Prozess:Motiv der Hebamme bleibt weiter rätselhaft

Prozeß gegen Hebamme wegen neunfachen Mordversuchs

Regina K. steht wegen Mordversuchs vor Gericht.

(Foto: dpa)
  • Regina K. wird vorgeworfen als Hebamme hochschwangere Frauen in Lebensgefahr gebracht zu haben.
  • Seit Juli 2014 sitzt die 34-Jährige in Untersuchungshaft. Dort sei sie bespuckt und beschimpft worden.
  • Einer Psychiaterin sagte sie, dass sie ein pflichtbewusster Mensch sei und ihr "Schicksal nehme, wie es kommt".

Von Andreas Salch

Zum Prozessauftakt vor etwas mehr als zwei Wochen hatte Regina K., von Beruf Hebamme, keine Angaben gemacht. Sie soll versucht haben, sieben hochschwangere Frauen zu ermorden, im Klinikum Großhadern, wo sie zuletzt arbeitete, und in einem Krankenhaus im hessischen Bad Soden. Ihren Opfern soll Regina K. heimlich Medikamente verabreicht haben, die dazu führten, dass sie in Lebensgefahr gerieten. Am zweiten Tag des Prozesses vor der Schwurgerichtskammer am Landgericht München I an diesem Freitag erschien die Angeklagte ganz in Schwarz und lächelte verhalten.

Seit ihrer Festnahme im Juli 2014 sitzt Regina K. in Untersuchungshaft. Einer Psychiaterin des Bezirkskrankenhauses Straubing berichtete sie, von Mithäftlingen werde sie aufgrund der gegen sie erhobenen Vorwürfe bespuckt. Mitunter fielen "harte Worte". Doch sie habe sich einen "Panzer zugelegt". Gegenüber der Sachverständigen hatte Regina K. bei drei Gesprächen Angaben zu ihrem Leben gemacht. Diese trug die Psychiaterin nun dem Gericht vor.

Regina K. hatte von Geburt an ein Hüftproblem mit einer leichten Geh-Einschränkung, eine Folge ihrer Frühgeburt. Ihre Mutter brachte sie in der 29. Schwangerschaftswoche zur Welt. Aufgrund der Behinderung sei sie in der Schule bisweilen gehänselt worden, so die Angeklagte. Die Kindheit der heute 34-Jährigen soll unauffällig verlaufen sein. Nach dem Abitur machte K. eine Ausbildung zur Rettungshelferin. Hebamme sei immer ihr "Wunschberuf" gewesen, sie habe etwas mit Kindern machen wollen. Bald nach dem Ende ihrer Ausbildung zur Hebamme in Kiel seien ihr Risikoschwangerschaften zur Betreuung übergeben worden. In Kiel soll K. auch die bisher einzige längere Beziehung zu einem Mann gehabt haben. 2007 ging sie zurück nach Hessen, zog wieder bei ihren Eltern ein und arbeitete fortan als Hebamme in in Bad Soden.

▸ Vorliegende Zeilen

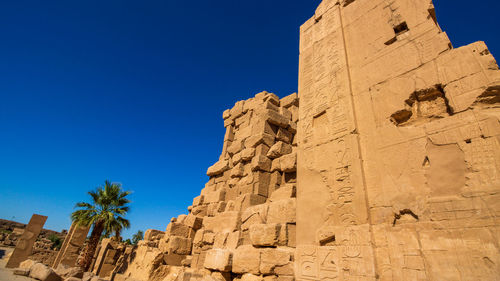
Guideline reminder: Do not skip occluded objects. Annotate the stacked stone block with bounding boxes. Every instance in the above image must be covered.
[117,92,299,280]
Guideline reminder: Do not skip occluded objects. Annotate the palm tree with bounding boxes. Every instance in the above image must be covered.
[132,230,144,245]
[71,180,131,271]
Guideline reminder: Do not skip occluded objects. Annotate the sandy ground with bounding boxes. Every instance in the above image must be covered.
[0,247,33,281]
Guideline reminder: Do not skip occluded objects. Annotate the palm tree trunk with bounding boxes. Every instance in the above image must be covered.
[78,221,104,271]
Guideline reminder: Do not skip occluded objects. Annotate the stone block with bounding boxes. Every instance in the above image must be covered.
[230,100,245,119]
[211,271,232,281]
[276,128,293,143]
[165,222,194,239]
[225,231,242,250]
[19,259,37,269]
[241,204,269,230]
[29,263,62,281]
[271,158,281,173]
[164,236,192,255]
[269,184,296,202]
[251,118,277,136]
[183,214,203,231]
[251,155,271,172]
[207,160,229,177]
[201,231,215,245]
[204,249,232,272]
[279,153,297,172]
[205,189,226,204]
[252,170,271,197]
[267,141,292,159]
[227,140,245,156]
[259,109,290,128]
[260,248,293,275]
[163,254,186,266]
[214,232,229,249]
[56,265,83,278]
[280,93,299,108]
[203,211,240,232]
[231,163,245,178]
[245,133,274,148]
[14,268,30,276]
[241,273,264,281]
[232,152,241,165]
[241,147,255,161]
[222,109,231,120]
[193,195,205,207]
[191,205,208,217]
[249,223,280,247]
[191,251,207,269]
[267,198,296,224]
[235,194,266,211]
[144,229,165,241]
[232,245,260,275]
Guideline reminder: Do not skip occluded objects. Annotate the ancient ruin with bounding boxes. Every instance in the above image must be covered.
[5,214,47,268]
[111,0,500,281]
[4,0,500,281]
[52,224,90,268]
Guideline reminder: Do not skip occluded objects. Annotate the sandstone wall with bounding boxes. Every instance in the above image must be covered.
[115,0,500,281]
[296,0,500,280]
[117,92,299,280]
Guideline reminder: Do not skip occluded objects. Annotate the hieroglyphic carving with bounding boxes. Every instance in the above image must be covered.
[5,214,47,268]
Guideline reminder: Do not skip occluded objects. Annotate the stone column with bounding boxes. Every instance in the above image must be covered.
[53,224,90,268]
[5,214,47,268]
[295,1,375,280]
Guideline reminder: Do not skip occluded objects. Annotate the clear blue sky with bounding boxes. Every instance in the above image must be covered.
[0,0,500,237]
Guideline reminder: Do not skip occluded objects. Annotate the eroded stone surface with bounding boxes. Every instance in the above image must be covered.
[112,0,500,281]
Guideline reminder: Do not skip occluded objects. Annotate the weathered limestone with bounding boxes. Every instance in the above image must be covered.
[295,0,500,280]
[52,224,90,268]
[109,0,500,281]
[5,214,47,268]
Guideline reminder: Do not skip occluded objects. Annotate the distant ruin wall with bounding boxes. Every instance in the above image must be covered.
[115,0,500,281]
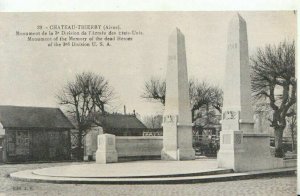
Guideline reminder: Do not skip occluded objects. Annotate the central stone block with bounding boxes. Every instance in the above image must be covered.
[161,28,195,160]
[96,134,118,163]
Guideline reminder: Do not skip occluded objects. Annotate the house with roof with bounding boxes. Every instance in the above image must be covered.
[0,106,74,162]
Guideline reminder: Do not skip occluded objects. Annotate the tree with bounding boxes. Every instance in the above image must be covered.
[57,72,114,159]
[141,77,223,122]
[141,77,166,105]
[287,104,297,152]
[251,41,297,157]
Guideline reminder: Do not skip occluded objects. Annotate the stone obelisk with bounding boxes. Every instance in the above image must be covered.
[217,14,271,171]
[161,28,195,160]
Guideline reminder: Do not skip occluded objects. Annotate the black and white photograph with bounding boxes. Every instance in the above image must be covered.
[0,3,298,196]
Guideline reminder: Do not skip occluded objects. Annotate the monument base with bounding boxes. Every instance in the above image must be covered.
[96,134,118,163]
[96,150,118,164]
[217,130,276,172]
[161,148,195,161]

▸ Gestellte Aufgabe
In welcher Stadt absolvierte Regina K. laut dem Text zum Hebammen-Prozess ihre Ausbildung zur Hebamme? Die Zeilen spielen hierfür keine Rolle.

▸ Antwort zur Aufgabe
In Kiel.